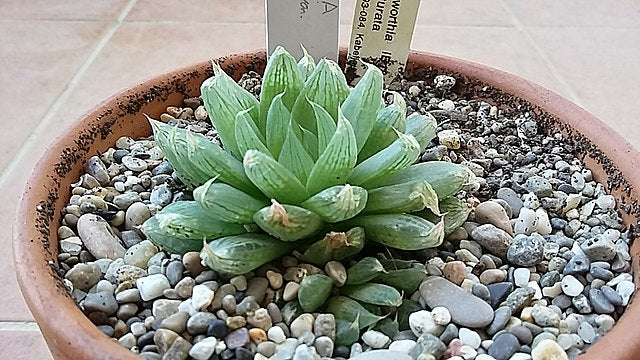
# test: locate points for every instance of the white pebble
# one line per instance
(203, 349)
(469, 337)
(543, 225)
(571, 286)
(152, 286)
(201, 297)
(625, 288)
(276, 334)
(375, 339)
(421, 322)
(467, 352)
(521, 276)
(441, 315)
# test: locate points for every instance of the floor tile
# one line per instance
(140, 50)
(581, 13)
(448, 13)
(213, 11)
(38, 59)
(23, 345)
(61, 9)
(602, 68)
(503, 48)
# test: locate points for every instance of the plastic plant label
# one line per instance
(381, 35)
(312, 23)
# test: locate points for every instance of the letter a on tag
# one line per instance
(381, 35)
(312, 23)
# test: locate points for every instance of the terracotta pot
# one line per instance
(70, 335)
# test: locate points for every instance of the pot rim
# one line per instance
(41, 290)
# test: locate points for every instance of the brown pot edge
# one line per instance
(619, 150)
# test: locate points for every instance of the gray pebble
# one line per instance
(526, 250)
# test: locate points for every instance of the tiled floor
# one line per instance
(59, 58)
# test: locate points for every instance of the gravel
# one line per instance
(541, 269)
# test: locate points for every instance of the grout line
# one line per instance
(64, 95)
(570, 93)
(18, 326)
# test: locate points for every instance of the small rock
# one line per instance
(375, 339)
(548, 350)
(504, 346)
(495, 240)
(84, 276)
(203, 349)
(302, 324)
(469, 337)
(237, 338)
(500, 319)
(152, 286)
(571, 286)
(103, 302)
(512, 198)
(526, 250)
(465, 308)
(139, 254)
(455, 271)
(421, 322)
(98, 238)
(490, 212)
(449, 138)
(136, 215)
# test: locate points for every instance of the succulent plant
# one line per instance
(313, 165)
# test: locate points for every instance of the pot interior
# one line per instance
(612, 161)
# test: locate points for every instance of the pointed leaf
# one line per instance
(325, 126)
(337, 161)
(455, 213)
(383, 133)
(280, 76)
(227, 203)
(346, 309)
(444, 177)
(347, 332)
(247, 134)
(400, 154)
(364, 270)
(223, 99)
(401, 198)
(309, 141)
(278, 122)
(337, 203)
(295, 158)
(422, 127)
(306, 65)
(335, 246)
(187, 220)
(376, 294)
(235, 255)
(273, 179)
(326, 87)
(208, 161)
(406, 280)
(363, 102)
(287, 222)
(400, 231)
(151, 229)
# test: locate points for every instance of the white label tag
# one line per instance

══════

Work item: Determine how many lines in the entries hold the string "pebble". Write only the number.

Result for this task: 2